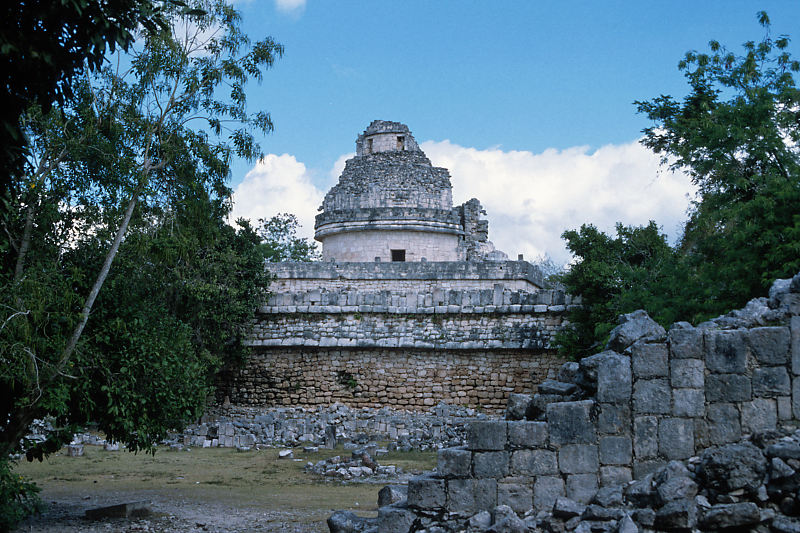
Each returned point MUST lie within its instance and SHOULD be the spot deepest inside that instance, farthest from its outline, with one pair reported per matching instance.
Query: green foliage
(737, 134)
(122, 289)
(18, 498)
(616, 275)
(45, 44)
(280, 241)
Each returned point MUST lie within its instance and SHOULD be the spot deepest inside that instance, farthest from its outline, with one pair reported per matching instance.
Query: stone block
(578, 459)
(784, 407)
(652, 397)
(615, 450)
(614, 379)
(453, 462)
(649, 360)
(642, 468)
(688, 402)
(527, 434)
(486, 435)
(759, 415)
(795, 340)
(614, 419)
(769, 382)
(490, 464)
(688, 373)
(395, 519)
(425, 492)
(518, 496)
(726, 351)
(581, 487)
(645, 436)
(685, 342)
(676, 438)
(770, 345)
(546, 490)
(728, 388)
(466, 496)
(533, 463)
(613, 476)
(571, 422)
(796, 397)
(723, 423)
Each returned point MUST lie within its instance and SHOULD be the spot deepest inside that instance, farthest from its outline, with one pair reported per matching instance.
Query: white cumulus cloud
(530, 199)
(278, 184)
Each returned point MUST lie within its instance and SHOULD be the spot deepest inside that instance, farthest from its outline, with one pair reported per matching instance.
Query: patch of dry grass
(254, 479)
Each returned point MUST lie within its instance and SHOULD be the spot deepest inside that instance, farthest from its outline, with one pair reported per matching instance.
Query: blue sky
(489, 89)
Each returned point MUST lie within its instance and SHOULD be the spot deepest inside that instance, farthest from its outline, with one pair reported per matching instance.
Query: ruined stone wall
(414, 379)
(323, 273)
(658, 397)
(417, 245)
(400, 349)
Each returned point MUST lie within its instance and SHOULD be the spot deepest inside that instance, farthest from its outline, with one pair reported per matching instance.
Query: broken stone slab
(560, 388)
(677, 514)
(391, 494)
(517, 406)
(566, 508)
(349, 522)
(75, 450)
(732, 467)
(729, 515)
(633, 327)
(122, 510)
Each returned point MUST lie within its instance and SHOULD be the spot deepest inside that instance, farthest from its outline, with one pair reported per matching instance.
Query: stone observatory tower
(392, 204)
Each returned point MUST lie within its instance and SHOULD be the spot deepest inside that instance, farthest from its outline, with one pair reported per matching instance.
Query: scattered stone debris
(122, 510)
(361, 465)
(443, 426)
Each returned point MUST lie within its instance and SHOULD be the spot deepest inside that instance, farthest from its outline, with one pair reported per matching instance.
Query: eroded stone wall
(416, 245)
(402, 378)
(648, 399)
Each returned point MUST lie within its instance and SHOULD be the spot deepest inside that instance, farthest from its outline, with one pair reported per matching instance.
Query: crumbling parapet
(625, 415)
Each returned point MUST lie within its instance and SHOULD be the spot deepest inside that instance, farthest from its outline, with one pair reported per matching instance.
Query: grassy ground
(256, 480)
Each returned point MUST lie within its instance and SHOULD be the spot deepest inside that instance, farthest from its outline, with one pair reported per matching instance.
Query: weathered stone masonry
(412, 304)
(650, 402)
(372, 349)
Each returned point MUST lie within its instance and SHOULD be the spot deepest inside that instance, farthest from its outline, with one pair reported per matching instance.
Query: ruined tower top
(385, 136)
(392, 204)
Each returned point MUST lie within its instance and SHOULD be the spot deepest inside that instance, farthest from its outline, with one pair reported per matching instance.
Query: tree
(737, 134)
(280, 241)
(43, 45)
(131, 172)
(636, 269)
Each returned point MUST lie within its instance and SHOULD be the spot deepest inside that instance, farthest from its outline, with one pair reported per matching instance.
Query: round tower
(391, 204)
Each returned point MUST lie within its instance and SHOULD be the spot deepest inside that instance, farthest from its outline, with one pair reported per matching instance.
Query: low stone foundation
(404, 378)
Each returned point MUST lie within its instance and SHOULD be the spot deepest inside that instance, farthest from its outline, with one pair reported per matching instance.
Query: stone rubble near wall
(730, 387)
(236, 426)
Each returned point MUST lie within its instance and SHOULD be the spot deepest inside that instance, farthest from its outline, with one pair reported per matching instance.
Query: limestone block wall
(402, 349)
(468, 320)
(515, 275)
(369, 244)
(413, 379)
(656, 402)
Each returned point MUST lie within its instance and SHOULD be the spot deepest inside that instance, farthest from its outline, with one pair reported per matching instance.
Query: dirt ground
(215, 490)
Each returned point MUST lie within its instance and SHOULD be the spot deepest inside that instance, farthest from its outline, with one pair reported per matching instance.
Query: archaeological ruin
(411, 304)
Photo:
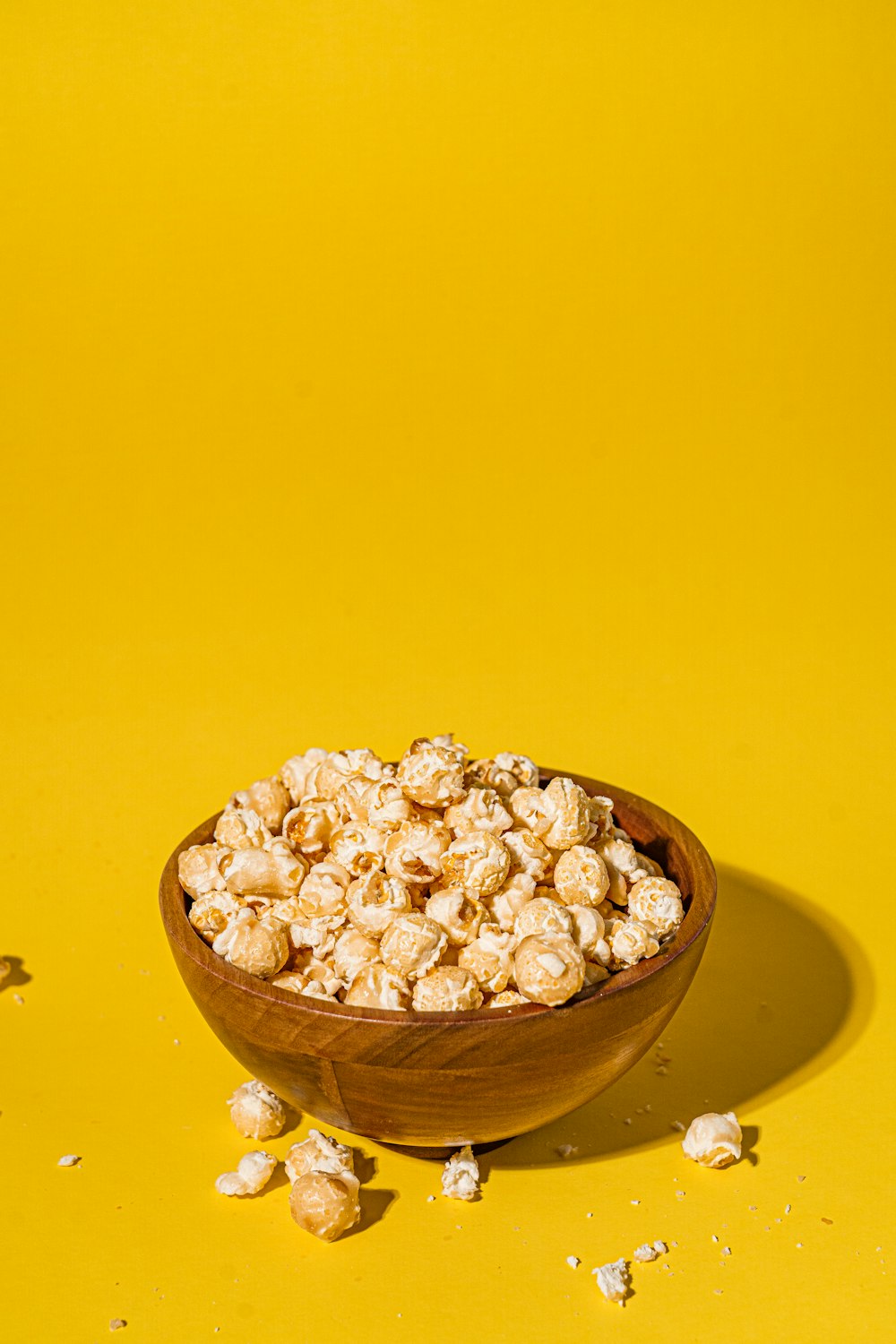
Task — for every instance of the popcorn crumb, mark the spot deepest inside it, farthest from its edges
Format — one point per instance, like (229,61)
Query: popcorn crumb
┄┄┄┄┄┄
=== WHAT YOU NEED TO DO ===
All of the entries need to be transcribed word for word; pictures are left out.

=== REPLY ===
Each returned point MUST lie within its instance and SHOULD be the spot deepest inside that instance, farthest from its outline, with one pair reported per matching instance.
Query: green foliage
(737, 134)
(122, 289)
(18, 498)
(616, 275)
(45, 44)
(280, 241)
Each returned point MUST lie within its instance and SHOULD be the spot deepest inside that instance, farthest from its outline, with one pair reported per matching instance.
Query: stone block
(578, 459)
(784, 407)
(652, 397)
(615, 450)
(614, 379)
(453, 462)
(649, 360)
(642, 468)
(688, 402)
(527, 434)
(486, 435)
(759, 415)
(795, 340)
(614, 419)
(769, 382)
(490, 464)
(688, 373)
(395, 519)
(425, 492)
(518, 496)
(726, 351)
(581, 487)
(645, 436)
(685, 342)
(676, 438)
(770, 345)
(546, 490)
(728, 388)
(466, 496)
(533, 463)
(613, 476)
(571, 422)
(796, 397)
(723, 423)
Each returned point MUST lie within its instance and SHOULD be the spot deepest inside that instance, farthest from its outline, with one pair reported per matching instance.
Query: white cumulus cloud
(530, 199)
(278, 184)
Each returned point MUST lie within its instance and SHOULD be the spot deepest inside that instance, farthest from its outline, with one pair reported per matching instance.
Query: patch of dry grass
(254, 479)
Each returned point MUST lie within its instance and SHOULD be the spot deepest inside that instance, farthest from its outline, with one pair reported per matching instance.
Query: blue sky
(489, 89)
Each returned point MUST lie within its instance and SHOULD be the spot deepest inside that instance, farthest from its outline, with one pair reported per matching instance.
Query: ruined stone wall
(414, 379)
(323, 273)
(658, 397)
(417, 245)
(400, 349)
Each returned point MUST lie within its instance and SHOULD be the spot deepest inside that instance, farthest from its outline, with one pair reported per matching instance.
Query: broken stone slab
(560, 388)
(677, 514)
(391, 494)
(517, 406)
(566, 508)
(349, 522)
(75, 450)
(732, 467)
(729, 515)
(633, 327)
(122, 510)
Each returned point MUST lie within its instance and SHOULD be the spot deepest inside that instance, farthest from its outline, with one pair reported per matching instance.
Query: stone observatory tower
(392, 204)
Each returned point MUST lie within its instance and SHOULD be the spot deepest inside that instance, farthest from its outline, with one pair reported per matching instance.
Query: scattered stone debris
(122, 510)
(361, 465)
(443, 426)
Each returned point MUST lie within its instance and SHOULD be the spot deepest inside that instance, farthest from its outline, with one pair reported per matching instance.
Query: eroded stone wall
(416, 245)
(402, 378)
(648, 399)
Each returned point MUST lie within its instance and SHOULD be the spot deepest inside that instance, farthest from its outline, with one pair reported per matching instance.
Query: crumbling parapet
(625, 415)
Each returned point MUST lie within its instance and SHOULD be the spot deepest inside that instance, farthest from its outline, with one pair reported per matching instance.
Query: grassy ground
(256, 480)
Each returned point MUST lie within its instance and SHOULD be the spot deepest inside that instance, farthest from its outline, with one pair reported per matching instance.
Query: weathered stone masonry
(412, 304)
(650, 402)
(372, 349)
Each returned point MUST lie within its instance and SHOULD be the spot deepest inside that instance, farthest from its outline, with one pair reported per matching instance.
Query: ruined tower top
(385, 136)
(392, 204)
Each returned point MUST lie within its instance and SHOULD be the spot deepest inside that instance, farthest from its outline, with one pair reported per matching instance.
Query: tree
(737, 134)
(280, 241)
(43, 45)
(131, 172)
(636, 269)
Each returned point MUST lie within its instance and SHOULD be the spot deepest inside that instance, farthest from its outline, with one pair reported per matching instance.
Query: round tower
(391, 204)
Each returned point MUST lie within its instance and SHOULD be the spot deepest inside that instance, farthest from its outline, with one pair reported per matching instance.
Query: low stone foundation
(404, 378)
Each returned point MUST lie within its instance and SHOULD be the spot deepest inside that instance, farthest from its outline, with one pair reported per matching instance.
Query: stone rubble near wall
(730, 387)
(236, 426)
Each returned point MUST lie within its instance and SHOULD be the spot deepest inside that instance, farthest from its outline, with one pair reported per matching instance.
Query: limestone block wall
(402, 349)
(468, 320)
(515, 275)
(369, 244)
(413, 379)
(656, 402)
Each returned point MUST lie within its instance and SHOULD be the spot deepest inside that instance, farthest from its outline, with one pair reported per matching instance.
Query: dirt ground
(215, 490)
Each returned point MUST lie within its instance and SHOULD be the spot deepest inside that instance, farthest from its outline, with one pair reported per matching instance.
Query: archaeological ruin
(411, 304)
Photo:
Task — for every instance of the popcorn crumb, mark the spot deepest inside it, farthest from its edges
Format — one point per instance, like (229,61)
Query: popcorn crumb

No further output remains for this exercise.